▸ SET PROBLEM
Gather every row below that contains the word "photo", and copy each one out in full. Case counts, so match the capitalization given.

══════

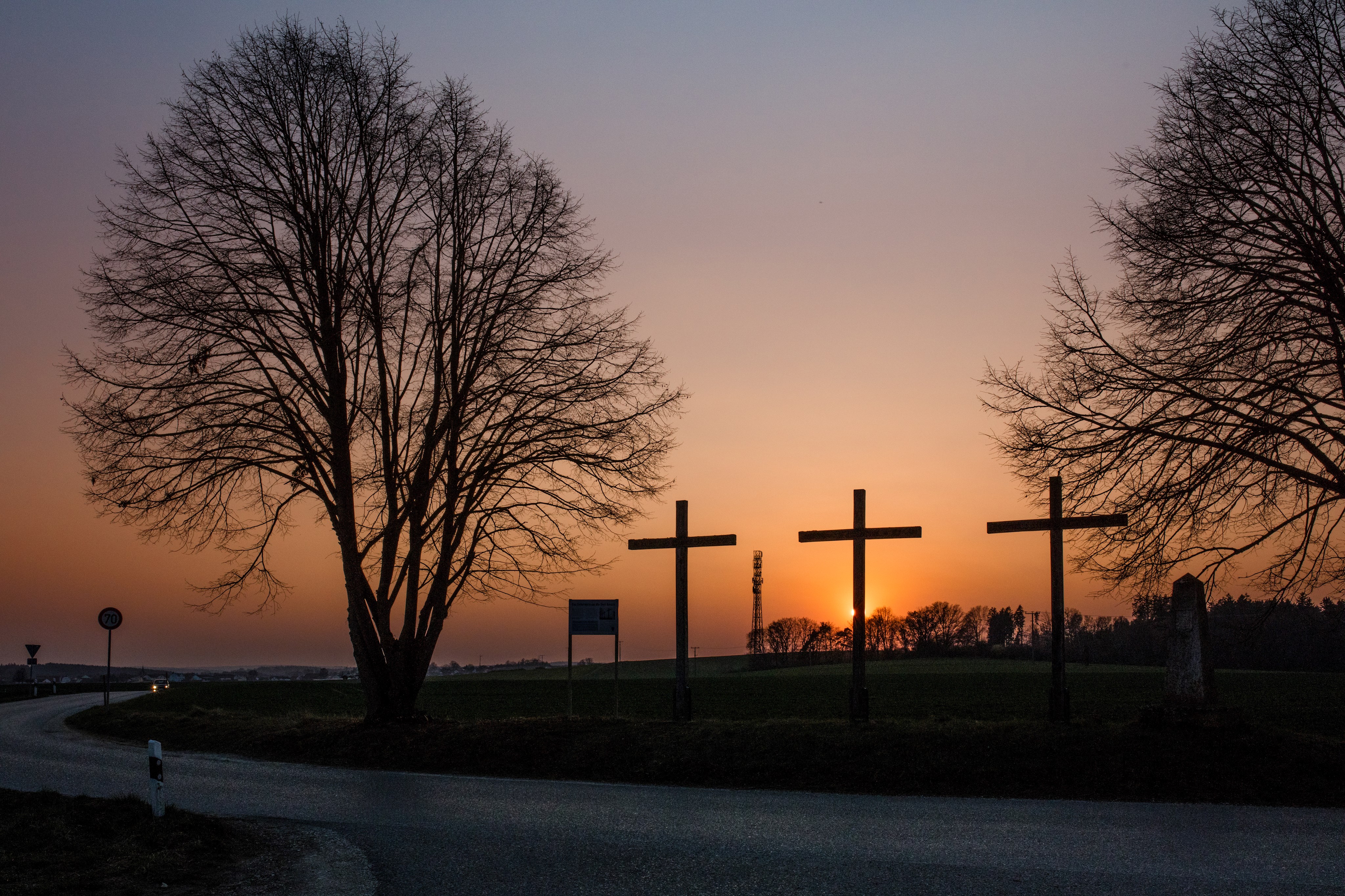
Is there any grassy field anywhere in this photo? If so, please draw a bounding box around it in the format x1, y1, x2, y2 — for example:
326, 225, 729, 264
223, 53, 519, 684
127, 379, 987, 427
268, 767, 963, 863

══════

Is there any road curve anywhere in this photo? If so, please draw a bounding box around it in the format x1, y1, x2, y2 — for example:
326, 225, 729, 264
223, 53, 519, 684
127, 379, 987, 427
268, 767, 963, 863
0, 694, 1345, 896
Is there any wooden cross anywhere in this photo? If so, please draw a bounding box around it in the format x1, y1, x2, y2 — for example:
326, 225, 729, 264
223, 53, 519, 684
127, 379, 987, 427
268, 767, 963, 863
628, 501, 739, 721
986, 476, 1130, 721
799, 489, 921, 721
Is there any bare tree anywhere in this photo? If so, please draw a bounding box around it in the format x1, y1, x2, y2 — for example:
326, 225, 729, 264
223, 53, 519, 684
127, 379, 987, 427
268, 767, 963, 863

══════

▸ EXERCISE RESULT
Is there any grassy field anywhere in this photo? If so, please draw a bounding box around it in the format x1, y1, x2, y2 — for example:
Is there any road curve anywhere in this photo? If so, please draw a bounding box around it in the format x1, y1, x2, y2 — for example:
Is there any wooden cross anywhere in this photo? If so, please draw a bounding box around it in the format x1, y1, x2, y2 — for example:
Is there any bare tree anywhere in this photo? If so, please draw a bounding box around it in the format x1, y1, x2, y2 — for example:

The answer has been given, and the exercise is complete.